> **Short exercise 1**: List every percentage figure given in the passage on bone fertilizer, and state what each one measures.
> **Short exercise 2**:
Answer these questions from the passage on bone fertilizer:
(a) Within how many years may all the phosphoric acid in fine steamed bone become available?
(b) How do boiling and steaming change the bone particles?
(c) What happens during steaming or boiling that raises the share of phosphoric acid in the product?
> **Short exercise 3**:
Decide whether each statement agrees with the passage on bone fertilizer. Answer yes or no, and quote the words from the passage that decide it.
(a) Steamed bone usually has more nitrogen than raw bone.
(b) The finer the bone, the sooner its constituents become available.
(c) Coarse fatty raw bone can take three or four years or more to fully decay.

> **Article**:
====
Part 62

«Preparing Bone for Fertilizer.»—Bone, in its various forms, is the only one of the insoluble phosphates that is now used directly upon the soil, or without other change than is accomplished by mechanical action or grinding. The terms used to indicate the character of the bone have reference rather to their mechanical form than to the relative availability of the phosphoric acid contained in them. The terms raw bone, fine bone, boiled and steamed bone, etc., are used to indicate methods of preparation, and inasmuch as bone is a material which is useful largely in proportion to its rate of decay, its fineness has an important bearing upon availability, since the finer the bone the more surface is exposed to the action of those forces which cause decay or solution, and the quicker will the constituents become available. In the process of boiling or steaming, not only is the bone made finer but its physical character in other respects is also changed, the particles, whether fine or coarse, being made soft and crumbly rather than dense or hard; hence it is more likely to act quickly than if the same degree of fineness be obtained by simple grinding. The phosphoric acid in fine steamed bone may all become available in 1 or 2 years, while the coarser fatty raw bone sometimes resists final decay for 3 or 4 years or even longer. {339} Bone contains considerable nitrogen, a fact which should be remembered in its use, particularly if used in comparison with other phosphatic materials which do not contain this element. Pure raw bone contains on an average 22 per cent of phosphoric acid and 4 per cent of nitrogen. By steaming or boiling, a portion of the organic substance containing nitrogen is extracted, which has the effect of proportionately increasing the phosphoric acid in the product; hence a steamed bone may contain as high as 28 per cent of phosphoric acid and as low as 1 per cent of nitrogen. Steamed bone is usually, therefore, much richer in phosphoric acid and has less nitrogen than the raw bone.
====
> **Data records**:
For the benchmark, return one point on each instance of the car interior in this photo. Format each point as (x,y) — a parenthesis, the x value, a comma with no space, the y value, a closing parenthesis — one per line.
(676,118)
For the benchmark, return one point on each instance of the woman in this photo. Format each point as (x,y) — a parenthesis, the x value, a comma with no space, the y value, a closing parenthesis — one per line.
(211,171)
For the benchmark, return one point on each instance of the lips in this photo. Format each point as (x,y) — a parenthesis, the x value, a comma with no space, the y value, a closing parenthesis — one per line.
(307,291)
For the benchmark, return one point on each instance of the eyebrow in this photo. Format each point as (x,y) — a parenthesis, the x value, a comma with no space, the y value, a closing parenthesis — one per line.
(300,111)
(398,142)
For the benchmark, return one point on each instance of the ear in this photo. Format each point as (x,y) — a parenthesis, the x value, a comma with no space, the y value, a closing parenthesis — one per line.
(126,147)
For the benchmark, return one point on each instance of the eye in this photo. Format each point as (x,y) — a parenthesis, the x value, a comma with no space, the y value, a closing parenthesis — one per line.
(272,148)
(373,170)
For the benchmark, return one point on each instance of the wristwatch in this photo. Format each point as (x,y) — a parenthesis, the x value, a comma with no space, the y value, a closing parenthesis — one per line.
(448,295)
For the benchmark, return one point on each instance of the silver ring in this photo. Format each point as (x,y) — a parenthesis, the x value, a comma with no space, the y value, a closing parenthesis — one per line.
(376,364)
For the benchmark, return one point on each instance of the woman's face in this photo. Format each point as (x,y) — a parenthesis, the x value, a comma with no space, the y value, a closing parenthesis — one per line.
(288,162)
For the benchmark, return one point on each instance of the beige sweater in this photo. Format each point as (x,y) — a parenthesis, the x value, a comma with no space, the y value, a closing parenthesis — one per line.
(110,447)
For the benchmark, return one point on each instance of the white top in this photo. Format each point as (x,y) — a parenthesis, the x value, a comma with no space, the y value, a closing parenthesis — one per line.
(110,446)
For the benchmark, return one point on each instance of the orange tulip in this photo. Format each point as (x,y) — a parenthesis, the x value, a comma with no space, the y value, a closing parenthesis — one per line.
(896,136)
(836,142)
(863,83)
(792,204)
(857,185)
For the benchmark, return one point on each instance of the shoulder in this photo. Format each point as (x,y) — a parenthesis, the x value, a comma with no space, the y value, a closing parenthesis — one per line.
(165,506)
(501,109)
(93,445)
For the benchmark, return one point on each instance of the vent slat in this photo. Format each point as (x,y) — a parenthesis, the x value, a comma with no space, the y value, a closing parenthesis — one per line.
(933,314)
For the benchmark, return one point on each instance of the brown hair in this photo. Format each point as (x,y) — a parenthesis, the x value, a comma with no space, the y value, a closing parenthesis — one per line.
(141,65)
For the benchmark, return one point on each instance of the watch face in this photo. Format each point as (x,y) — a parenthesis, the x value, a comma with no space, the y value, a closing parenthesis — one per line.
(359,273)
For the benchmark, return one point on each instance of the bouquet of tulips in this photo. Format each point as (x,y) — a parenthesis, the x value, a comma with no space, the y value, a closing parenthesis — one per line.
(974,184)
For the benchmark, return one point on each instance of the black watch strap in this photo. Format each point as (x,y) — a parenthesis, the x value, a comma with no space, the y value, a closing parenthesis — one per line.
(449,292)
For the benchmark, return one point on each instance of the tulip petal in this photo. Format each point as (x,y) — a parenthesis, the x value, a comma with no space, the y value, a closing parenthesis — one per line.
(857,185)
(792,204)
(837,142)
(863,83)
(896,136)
====
> **Correct result 1**:
- 22 per cent: the average phosphoric acid in pure raw bone
- 4 per cent: the average nitrogen in pure raw bone
- 28 per cent: the highest phosphoric acid a steamed bone may contain
- 1 per cent: the lowest nitrogen a steamed bone may contain

> **Correct result 2**:
(a) In 1 or 2 years.
(b) They become soft and crumbly rather than dense or hard, and the bone is also made finer.
(c) A portion of the organic substance containing nitrogen is extracted.

> **Correct result 3**:
(a) No: "Steamed bone is usually, therefore, much richer in phosphoric acid and has less nitrogen than the raw bone."
(b) Yes: "the finer the bone the more surface is exposed to the action of those forces which cause decay or solution, and the quicker will the constituents become available"
(c) Yes: "the coarser fatty raw bone sometimes resists final decay for 3 or 4 years or even longer"